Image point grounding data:
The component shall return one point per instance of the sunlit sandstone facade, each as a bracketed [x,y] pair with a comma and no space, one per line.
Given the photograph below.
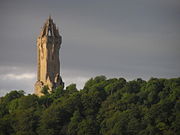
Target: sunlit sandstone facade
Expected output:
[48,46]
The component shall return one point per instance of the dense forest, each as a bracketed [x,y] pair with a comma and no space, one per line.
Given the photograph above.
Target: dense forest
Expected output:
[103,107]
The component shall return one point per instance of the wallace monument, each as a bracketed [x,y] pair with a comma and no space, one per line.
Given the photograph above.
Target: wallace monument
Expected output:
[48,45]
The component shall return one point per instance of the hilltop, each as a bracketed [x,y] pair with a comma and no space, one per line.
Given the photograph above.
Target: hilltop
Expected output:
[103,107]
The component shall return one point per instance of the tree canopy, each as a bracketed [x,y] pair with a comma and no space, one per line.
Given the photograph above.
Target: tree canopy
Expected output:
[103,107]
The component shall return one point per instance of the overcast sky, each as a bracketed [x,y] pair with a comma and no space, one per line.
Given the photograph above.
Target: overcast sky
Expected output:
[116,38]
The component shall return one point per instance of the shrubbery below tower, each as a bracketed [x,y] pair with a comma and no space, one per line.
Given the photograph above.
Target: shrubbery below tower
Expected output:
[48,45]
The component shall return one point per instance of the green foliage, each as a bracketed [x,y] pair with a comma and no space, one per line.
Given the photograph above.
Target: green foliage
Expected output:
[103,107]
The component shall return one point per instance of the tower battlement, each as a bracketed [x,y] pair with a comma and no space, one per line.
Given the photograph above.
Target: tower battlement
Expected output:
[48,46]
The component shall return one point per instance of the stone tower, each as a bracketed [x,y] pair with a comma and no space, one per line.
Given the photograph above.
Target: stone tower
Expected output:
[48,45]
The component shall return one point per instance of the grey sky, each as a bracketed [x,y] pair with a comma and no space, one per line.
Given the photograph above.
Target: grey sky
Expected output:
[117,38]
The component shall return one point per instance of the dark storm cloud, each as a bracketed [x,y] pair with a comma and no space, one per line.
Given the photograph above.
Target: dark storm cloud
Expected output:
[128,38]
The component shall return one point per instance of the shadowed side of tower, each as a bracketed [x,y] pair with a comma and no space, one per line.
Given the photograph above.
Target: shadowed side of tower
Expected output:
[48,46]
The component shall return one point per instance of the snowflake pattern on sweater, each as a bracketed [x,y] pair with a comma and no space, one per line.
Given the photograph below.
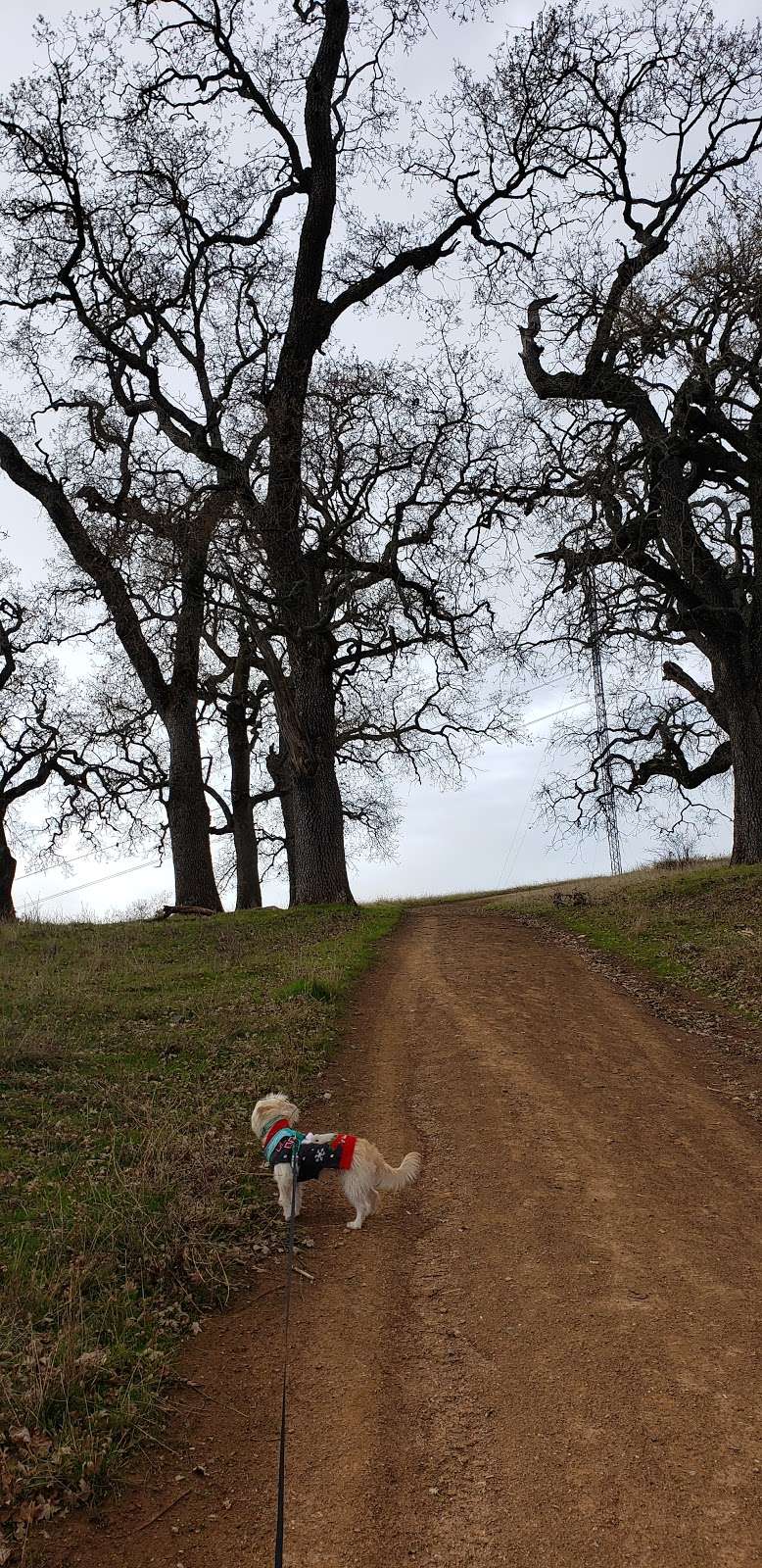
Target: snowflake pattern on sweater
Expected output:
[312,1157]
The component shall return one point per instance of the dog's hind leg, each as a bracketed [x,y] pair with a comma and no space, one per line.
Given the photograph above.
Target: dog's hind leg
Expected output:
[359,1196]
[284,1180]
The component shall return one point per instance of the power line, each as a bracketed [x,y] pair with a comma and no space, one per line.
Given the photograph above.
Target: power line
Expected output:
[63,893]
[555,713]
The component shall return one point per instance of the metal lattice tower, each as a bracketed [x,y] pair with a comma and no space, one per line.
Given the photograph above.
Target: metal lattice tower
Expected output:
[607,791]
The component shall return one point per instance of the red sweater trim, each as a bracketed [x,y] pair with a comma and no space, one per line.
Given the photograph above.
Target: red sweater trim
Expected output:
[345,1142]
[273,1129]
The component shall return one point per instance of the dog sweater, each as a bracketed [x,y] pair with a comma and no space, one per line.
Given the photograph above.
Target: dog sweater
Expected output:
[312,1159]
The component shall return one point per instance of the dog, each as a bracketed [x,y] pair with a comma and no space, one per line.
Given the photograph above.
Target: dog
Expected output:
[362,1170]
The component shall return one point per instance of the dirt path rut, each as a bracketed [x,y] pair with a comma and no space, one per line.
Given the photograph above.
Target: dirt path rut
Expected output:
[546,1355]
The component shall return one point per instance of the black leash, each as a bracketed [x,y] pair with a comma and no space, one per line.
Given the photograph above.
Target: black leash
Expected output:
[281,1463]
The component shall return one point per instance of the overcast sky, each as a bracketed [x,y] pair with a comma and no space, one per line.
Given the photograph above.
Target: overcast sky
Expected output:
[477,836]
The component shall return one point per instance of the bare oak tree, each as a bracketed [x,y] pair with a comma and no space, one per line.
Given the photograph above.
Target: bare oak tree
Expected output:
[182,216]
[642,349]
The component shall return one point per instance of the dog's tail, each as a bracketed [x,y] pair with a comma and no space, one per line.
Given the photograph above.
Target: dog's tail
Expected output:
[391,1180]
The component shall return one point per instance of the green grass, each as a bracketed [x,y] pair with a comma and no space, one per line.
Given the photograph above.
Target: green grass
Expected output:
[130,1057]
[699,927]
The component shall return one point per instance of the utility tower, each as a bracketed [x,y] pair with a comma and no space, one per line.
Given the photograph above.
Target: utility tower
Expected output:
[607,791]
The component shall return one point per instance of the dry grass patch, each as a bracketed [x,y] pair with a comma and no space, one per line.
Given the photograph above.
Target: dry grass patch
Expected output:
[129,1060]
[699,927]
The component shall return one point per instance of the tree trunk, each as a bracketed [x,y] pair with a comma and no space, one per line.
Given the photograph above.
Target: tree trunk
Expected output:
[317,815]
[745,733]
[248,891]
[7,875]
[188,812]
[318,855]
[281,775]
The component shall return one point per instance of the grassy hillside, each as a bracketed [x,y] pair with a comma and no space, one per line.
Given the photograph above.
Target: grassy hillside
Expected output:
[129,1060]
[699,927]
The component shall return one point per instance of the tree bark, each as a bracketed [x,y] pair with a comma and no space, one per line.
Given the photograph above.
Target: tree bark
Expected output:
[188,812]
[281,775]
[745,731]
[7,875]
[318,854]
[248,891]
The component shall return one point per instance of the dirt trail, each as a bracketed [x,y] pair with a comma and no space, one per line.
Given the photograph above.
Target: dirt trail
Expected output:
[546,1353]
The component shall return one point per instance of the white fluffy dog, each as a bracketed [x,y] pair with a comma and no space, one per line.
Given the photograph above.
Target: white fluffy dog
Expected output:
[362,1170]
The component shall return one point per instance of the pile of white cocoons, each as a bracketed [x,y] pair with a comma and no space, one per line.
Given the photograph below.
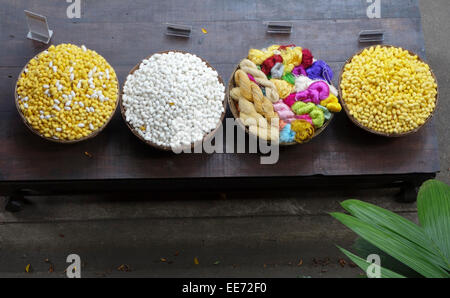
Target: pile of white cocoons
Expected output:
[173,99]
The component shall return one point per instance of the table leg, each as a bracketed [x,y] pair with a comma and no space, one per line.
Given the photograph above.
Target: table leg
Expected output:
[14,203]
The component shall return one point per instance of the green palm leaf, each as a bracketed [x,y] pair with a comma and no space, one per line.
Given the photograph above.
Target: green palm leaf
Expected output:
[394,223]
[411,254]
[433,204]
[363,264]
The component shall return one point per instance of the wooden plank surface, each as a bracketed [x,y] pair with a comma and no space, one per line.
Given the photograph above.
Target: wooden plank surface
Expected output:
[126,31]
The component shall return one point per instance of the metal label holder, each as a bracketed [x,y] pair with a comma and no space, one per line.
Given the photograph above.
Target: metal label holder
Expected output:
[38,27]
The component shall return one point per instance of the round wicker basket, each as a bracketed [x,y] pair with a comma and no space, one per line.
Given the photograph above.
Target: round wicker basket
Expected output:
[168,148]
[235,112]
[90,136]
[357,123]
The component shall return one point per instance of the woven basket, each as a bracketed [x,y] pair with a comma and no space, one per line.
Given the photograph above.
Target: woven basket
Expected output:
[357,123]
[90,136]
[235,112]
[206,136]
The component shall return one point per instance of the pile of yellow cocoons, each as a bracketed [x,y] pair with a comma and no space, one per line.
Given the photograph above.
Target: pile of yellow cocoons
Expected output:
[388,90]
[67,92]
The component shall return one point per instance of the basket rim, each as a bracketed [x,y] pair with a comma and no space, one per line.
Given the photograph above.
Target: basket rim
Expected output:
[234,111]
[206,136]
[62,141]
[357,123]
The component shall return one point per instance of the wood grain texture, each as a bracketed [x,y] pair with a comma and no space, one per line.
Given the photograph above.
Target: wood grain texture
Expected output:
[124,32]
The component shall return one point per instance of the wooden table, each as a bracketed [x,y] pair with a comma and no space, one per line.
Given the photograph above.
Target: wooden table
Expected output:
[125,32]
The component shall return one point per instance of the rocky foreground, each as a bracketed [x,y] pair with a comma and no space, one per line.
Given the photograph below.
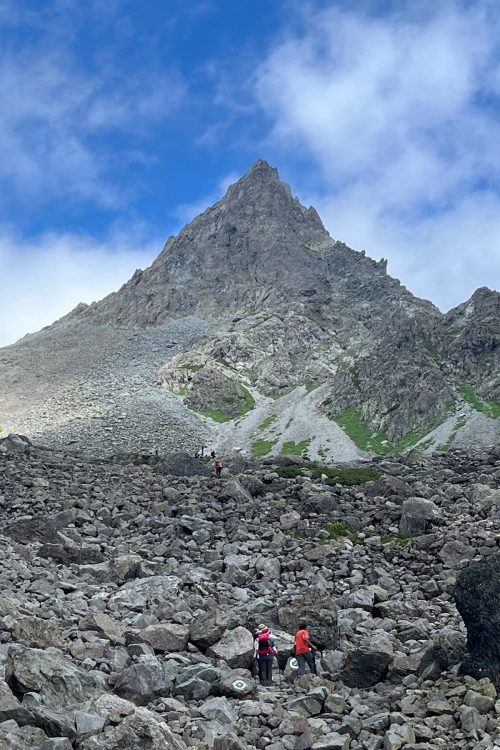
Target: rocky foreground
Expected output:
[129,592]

* * *

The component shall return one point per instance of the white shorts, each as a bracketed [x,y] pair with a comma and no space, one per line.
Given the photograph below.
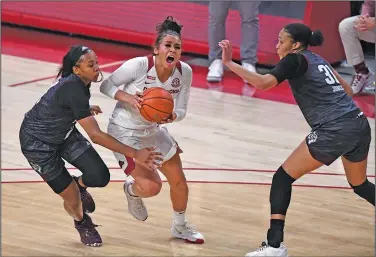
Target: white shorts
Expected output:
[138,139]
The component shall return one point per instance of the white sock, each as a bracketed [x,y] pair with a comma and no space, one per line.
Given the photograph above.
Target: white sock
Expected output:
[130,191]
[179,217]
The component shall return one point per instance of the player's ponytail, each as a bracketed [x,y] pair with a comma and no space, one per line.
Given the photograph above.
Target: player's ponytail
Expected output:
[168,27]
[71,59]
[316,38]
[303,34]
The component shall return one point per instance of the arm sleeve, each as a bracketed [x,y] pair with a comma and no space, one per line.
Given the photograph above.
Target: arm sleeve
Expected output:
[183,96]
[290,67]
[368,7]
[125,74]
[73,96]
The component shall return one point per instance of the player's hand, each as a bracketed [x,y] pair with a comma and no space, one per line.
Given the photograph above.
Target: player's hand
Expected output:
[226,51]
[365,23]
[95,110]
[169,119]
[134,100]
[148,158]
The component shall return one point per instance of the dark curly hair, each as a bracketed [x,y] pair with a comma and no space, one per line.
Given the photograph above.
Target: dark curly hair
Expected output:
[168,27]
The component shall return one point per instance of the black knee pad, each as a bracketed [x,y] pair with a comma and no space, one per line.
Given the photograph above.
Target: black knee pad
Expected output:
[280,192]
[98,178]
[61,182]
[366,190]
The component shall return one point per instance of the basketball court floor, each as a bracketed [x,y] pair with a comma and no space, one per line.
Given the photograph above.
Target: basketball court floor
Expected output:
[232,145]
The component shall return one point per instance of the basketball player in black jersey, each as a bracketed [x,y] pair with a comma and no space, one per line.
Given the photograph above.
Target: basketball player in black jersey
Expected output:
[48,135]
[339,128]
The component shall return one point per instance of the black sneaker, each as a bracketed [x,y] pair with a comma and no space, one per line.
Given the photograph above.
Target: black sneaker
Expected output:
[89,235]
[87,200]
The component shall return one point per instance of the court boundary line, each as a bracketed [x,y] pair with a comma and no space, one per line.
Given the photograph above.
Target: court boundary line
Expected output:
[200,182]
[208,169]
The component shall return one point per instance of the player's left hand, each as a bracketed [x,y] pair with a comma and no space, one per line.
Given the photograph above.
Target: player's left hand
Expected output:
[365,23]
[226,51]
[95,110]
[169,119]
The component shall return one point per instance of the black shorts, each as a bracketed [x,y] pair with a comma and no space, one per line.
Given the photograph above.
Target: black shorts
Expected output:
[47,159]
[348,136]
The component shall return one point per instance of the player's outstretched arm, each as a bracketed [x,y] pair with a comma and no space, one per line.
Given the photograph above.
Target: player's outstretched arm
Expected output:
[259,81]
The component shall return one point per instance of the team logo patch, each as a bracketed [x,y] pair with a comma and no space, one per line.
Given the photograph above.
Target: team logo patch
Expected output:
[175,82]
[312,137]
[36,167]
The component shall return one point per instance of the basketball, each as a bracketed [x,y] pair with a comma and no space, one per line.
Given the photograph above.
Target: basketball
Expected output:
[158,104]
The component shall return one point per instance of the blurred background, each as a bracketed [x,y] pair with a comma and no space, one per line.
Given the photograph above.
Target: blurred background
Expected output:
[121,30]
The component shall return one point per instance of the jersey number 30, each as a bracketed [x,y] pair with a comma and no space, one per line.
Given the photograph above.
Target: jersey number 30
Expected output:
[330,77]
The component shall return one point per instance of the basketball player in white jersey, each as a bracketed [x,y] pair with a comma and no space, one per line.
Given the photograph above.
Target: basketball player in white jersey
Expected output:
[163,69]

What the task asks: Only lines containing the string "hind" are needed. Pull each of them out of the records above.

Task output:
The component shall return one point per instance of the dog's hind leg, each as a bracketed [x,y] pair with a comma and no space, one per line.
Target: dog's hind leg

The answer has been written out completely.